(What the exercise asks):
Please copy the records from the line with "the antenna, one" through the end of the records, keeping the requests, but multiply every point coordinate in the answers by 1.75 and round each to a whole number, with halves rounded up. Leave the pictures out.
====== Information provided ======
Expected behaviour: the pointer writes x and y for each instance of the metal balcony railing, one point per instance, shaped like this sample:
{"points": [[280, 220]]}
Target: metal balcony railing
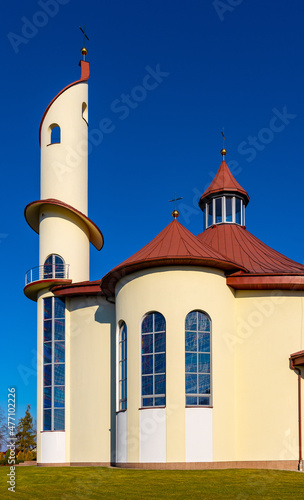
{"points": [[47, 272]]}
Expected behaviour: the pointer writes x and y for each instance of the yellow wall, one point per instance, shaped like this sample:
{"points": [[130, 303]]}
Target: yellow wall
{"points": [[174, 293], [269, 327], [64, 166]]}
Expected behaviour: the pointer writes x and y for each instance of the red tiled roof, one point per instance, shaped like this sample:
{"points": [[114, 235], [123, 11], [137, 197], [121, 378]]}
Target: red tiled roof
{"points": [[84, 76], [78, 289], [224, 182], [240, 246], [174, 245]]}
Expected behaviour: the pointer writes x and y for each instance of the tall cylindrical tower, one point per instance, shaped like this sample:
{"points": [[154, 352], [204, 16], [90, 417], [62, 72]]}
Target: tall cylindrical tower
{"points": [[60, 216], [65, 232]]}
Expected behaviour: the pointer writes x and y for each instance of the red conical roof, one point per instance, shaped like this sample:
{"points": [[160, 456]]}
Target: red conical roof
{"points": [[223, 182], [240, 246], [174, 245]]}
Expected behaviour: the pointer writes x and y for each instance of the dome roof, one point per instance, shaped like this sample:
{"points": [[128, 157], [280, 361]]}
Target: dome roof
{"points": [[223, 182], [239, 245], [174, 245]]}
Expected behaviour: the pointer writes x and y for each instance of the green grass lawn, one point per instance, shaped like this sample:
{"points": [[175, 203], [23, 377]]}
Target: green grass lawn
{"points": [[63, 483]]}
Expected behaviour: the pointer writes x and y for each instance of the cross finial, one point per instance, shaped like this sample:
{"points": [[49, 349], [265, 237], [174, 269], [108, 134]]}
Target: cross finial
{"points": [[175, 212], [84, 51]]}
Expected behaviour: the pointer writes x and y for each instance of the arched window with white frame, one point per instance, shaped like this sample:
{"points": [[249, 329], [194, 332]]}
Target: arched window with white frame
{"points": [[153, 360], [54, 267], [198, 359], [122, 350]]}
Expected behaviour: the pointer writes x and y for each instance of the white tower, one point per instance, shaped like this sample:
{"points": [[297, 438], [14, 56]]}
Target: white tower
{"points": [[65, 231]]}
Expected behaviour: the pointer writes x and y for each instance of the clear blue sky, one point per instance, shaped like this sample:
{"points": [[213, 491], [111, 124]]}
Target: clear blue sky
{"points": [[231, 63]]}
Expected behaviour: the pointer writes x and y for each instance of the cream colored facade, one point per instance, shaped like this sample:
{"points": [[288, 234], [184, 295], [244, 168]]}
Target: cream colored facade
{"points": [[253, 415]]}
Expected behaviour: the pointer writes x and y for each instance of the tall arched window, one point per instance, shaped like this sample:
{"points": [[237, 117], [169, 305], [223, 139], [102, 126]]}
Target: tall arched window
{"points": [[54, 267], [123, 366], [198, 359], [55, 132], [153, 360]]}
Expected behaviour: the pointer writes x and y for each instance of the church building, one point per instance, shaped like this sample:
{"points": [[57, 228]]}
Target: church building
{"points": [[132, 375]]}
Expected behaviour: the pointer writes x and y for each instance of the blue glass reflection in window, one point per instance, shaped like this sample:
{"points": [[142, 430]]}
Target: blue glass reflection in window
{"points": [[191, 400], [160, 401], [55, 134], [238, 210], [191, 321], [154, 359], [191, 383], [59, 352], [210, 213], [147, 344], [59, 397], [147, 385], [59, 374], [204, 401], [59, 308], [58, 420], [204, 363], [160, 323], [59, 329], [47, 420], [147, 402], [47, 375], [48, 308], [218, 210], [147, 324], [204, 342], [160, 342], [204, 384], [197, 358], [47, 330], [203, 322], [47, 403], [160, 384], [48, 352], [191, 362], [191, 341]]}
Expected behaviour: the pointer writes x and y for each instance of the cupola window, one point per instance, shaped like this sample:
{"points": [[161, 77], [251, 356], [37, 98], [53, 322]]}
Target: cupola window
{"points": [[153, 360], [222, 209], [198, 359], [54, 267], [123, 366]]}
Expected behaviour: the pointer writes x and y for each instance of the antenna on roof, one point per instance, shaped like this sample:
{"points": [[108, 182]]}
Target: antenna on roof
{"points": [[223, 151], [84, 51], [175, 212]]}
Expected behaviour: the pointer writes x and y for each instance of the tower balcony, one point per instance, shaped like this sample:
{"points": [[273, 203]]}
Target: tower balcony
{"points": [[45, 276]]}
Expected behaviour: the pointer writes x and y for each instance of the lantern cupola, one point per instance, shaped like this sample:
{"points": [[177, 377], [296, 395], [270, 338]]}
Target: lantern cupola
{"points": [[224, 201]]}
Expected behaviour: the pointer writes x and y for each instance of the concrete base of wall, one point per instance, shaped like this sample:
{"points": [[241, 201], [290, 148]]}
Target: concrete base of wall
{"points": [[270, 464]]}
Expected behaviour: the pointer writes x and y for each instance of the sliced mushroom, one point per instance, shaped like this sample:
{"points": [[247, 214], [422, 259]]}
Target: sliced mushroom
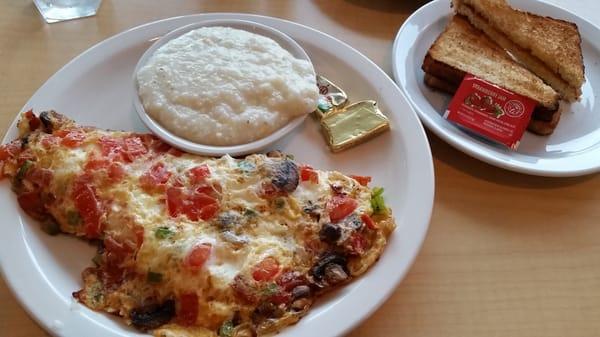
{"points": [[152, 316], [330, 269], [285, 175], [330, 233]]}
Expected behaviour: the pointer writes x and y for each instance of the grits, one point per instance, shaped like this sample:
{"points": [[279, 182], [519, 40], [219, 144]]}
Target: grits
{"points": [[224, 86]]}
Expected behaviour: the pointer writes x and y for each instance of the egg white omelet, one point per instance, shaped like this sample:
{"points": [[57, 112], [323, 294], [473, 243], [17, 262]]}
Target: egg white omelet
{"points": [[190, 245]]}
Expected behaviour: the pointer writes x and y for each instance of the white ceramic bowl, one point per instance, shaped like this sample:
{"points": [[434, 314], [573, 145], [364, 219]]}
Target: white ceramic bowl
{"points": [[282, 39]]}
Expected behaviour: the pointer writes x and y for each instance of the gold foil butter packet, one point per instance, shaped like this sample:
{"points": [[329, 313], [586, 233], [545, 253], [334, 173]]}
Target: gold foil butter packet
{"points": [[331, 97], [353, 125]]}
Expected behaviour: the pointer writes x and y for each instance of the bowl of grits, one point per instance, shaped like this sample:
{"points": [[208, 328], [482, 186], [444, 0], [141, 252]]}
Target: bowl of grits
{"points": [[224, 87]]}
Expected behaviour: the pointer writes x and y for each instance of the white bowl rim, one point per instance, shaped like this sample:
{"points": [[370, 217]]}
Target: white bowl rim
{"points": [[167, 136]]}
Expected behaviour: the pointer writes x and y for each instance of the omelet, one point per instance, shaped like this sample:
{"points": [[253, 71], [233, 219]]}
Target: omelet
{"points": [[191, 245]]}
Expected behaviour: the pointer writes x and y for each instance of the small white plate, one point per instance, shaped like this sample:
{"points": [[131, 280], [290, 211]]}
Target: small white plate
{"points": [[574, 147], [282, 39], [95, 89]]}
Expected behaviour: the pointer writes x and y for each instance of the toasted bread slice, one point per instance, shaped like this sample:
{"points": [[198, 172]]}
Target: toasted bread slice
{"points": [[452, 78], [548, 47], [537, 126], [463, 48]]}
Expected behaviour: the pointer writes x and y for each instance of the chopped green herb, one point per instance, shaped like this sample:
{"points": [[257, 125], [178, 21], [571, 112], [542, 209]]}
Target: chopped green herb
{"points": [[226, 330], [163, 233], [154, 277], [271, 289], [246, 166], [377, 201], [50, 227], [279, 202], [250, 212], [73, 218]]}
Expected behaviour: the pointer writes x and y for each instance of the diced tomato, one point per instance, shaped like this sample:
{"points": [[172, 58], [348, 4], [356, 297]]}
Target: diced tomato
{"points": [[199, 173], [207, 189], [138, 231], [89, 207], [363, 180], [368, 221], [33, 120], [187, 313], [39, 176], [175, 197], [197, 256], [134, 147], [290, 280], [340, 206], [266, 270], [49, 141], [116, 171], [111, 148], [195, 205], [10, 150], [32, 204], [307, 173], [71, 138], [157, 175]]}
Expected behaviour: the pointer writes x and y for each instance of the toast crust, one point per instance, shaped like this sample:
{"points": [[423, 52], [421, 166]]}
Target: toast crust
{"points": [[556, 43], [567, 91]]}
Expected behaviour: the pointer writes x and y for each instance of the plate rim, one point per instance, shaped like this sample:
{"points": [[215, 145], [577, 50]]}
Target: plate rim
{"points": [[465, 143], [421, 157]]}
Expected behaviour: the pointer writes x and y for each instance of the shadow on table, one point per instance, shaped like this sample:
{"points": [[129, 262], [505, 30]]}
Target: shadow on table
{"points": [[371, 11], [478, 169]]}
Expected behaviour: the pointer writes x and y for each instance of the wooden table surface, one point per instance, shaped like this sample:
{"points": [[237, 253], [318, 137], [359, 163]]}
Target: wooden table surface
{"points": [[506, 254]]}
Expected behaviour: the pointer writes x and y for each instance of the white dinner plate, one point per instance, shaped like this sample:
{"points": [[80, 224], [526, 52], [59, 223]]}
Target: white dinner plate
{"points": [[95, 89], [574, 147]]}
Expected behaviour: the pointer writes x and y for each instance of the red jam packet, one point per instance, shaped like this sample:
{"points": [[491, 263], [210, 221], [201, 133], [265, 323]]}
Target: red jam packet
{"points": [[490, 111]]}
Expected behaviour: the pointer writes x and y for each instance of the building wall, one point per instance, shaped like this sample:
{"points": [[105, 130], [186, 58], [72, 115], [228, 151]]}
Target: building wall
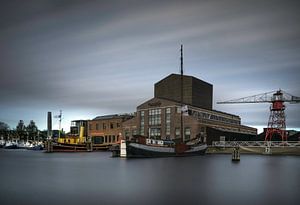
{"points": [[110, 129], [195, 91], [197, 122]]}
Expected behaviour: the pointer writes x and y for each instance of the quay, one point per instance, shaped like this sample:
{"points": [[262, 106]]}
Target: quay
{"points": [[256, 147]]}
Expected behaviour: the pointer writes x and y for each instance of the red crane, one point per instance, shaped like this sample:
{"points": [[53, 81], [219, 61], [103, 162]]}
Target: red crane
{"points": [[276, 124]]}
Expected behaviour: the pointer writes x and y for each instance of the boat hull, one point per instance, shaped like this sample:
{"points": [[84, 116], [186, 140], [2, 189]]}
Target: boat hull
{"points": [[135, 150], [59, 147]]}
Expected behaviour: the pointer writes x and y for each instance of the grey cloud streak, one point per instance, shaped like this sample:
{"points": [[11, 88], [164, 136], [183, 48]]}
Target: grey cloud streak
{"points": [[100, 56]]}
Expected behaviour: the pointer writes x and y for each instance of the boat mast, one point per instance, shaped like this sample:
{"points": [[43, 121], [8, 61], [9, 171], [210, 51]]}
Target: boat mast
{"points": [[181, 93]]}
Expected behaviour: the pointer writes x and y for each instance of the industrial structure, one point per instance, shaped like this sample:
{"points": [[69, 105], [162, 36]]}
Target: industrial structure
{"points": [[159, 117], [277, 121]]}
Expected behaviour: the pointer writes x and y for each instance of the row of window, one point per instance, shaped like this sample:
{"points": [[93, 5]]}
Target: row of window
{"points": [[203, 115], [103, 126]]}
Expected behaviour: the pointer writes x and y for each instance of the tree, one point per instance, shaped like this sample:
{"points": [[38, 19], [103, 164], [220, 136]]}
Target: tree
{"points": [[21, 130], [32, 130], [4, 126]]}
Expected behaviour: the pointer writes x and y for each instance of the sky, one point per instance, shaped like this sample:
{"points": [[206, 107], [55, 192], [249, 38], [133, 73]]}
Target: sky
{"points": [[90, 58]]}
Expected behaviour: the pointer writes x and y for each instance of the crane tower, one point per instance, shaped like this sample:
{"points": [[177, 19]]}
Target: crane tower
{"points": [[277, 122]]}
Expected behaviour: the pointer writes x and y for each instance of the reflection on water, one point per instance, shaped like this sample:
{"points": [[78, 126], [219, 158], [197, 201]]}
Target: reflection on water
{"points": [[29, 177]]}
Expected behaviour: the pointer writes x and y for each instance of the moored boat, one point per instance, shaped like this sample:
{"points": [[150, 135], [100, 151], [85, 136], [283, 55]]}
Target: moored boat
{"points": [[135, 149]]}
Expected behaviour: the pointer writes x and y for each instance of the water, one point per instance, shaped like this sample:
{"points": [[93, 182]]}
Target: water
{"points": [[34, 177]]}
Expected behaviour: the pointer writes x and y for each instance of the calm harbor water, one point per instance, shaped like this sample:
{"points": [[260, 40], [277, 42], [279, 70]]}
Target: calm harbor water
{"points": [[30, 177]]}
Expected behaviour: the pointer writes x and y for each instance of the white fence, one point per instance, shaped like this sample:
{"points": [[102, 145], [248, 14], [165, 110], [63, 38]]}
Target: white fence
{"points": [[256, 143]]}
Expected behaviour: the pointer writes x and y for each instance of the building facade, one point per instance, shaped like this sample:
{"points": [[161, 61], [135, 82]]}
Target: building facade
{"points": [[160, 117], [108, 128]]}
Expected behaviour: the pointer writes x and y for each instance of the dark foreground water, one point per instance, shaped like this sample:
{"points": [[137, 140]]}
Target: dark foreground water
{"points": [[30, 177]]}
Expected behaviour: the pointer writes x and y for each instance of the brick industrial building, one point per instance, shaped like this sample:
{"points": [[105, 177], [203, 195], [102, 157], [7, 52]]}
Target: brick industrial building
{"points": [[159, 117]]}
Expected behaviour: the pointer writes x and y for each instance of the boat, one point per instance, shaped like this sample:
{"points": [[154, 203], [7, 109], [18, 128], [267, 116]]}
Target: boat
{"points": [[2, 142], [35, 146], [77, 140], [11, 145], [147, 147]]}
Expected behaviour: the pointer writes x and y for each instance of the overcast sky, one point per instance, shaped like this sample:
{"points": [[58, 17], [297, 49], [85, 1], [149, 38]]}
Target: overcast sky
{"points": [[93, 58]]}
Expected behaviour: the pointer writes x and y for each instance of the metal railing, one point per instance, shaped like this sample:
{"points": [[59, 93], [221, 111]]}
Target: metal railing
{"points": [[256, 143]]}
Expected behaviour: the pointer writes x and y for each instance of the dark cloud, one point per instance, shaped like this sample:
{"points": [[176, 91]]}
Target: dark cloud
{"points": [[104, 56]]}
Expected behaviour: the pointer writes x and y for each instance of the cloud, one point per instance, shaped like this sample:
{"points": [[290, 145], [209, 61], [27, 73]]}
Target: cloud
{"points": [[105, 56]]}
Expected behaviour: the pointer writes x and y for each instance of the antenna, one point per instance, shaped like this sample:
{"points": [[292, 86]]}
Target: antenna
{"points": [[181, 91], [60, 117]]}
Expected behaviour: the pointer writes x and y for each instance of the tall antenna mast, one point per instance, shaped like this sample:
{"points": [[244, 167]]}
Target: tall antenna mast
{"points": [[59, 117], [181, 91]]}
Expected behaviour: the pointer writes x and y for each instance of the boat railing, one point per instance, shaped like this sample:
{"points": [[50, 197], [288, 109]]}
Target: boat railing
{"points": [[256, 143]]}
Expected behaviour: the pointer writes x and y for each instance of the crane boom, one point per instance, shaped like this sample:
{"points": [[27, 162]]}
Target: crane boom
{"points": [[268, 97]]}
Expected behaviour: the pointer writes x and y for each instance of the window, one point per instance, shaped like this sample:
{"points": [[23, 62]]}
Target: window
{"points": [[155, 133], [187, 133], [168, 122], [142, 123], [155, 117], [177, 132]]}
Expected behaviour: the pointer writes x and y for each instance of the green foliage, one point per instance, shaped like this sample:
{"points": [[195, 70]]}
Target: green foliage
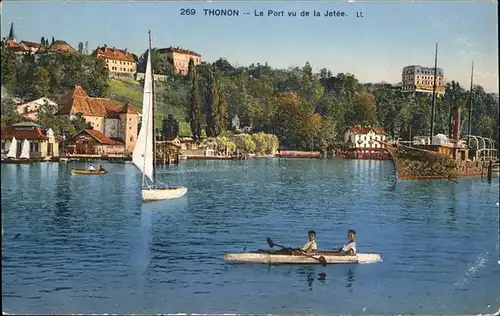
======
(Output of the task):
Expected behaviour: the pointer writes x and y for each instance of the antenna, one point per instance, shaped like this sample:
{"points": [[292, 86]]}
Target: antenna
{"points": [[317, 159], [105, 205]]}
Expected behaviour: the pointer writes x and y for each instance of the tall antenna mast, one point per instance, shaped like this sample:
{"points": [[244, 167]]}
Target: tall antenna mast
{"points": [[103, 205], [317, 159]]}
Expected behaviour: the pointer writes x and y for each instance of the boat railing, one point per instance, shaped like this sample:
{"points": [[50, 197], [288, 109]]}
Target: boat railing
{"points": [[448, 250]]}
Expected behaviour: the pointer writes x and y for each instance of the crane boom, one point per instance, shaped like this sample:
{"points": [[27, 162]]}
Target: crane boom
{"points": [[469, 170]]}
Expected behaviour: the pointer writes x and y for each instance of the window, one point per instance, shaped like this sample:
{"points": [[23, 62]]}
Target: window
{"points": [[271, 233], [327, 233], [294, 214], [249, 215], [271, 205], [310, 231]]}
Expected behaviour: the pointer writes x and y for each instance of the green foliage, one point per instance, shaped like this sample:
{"points": [[195, 70]]}
Target: green foliage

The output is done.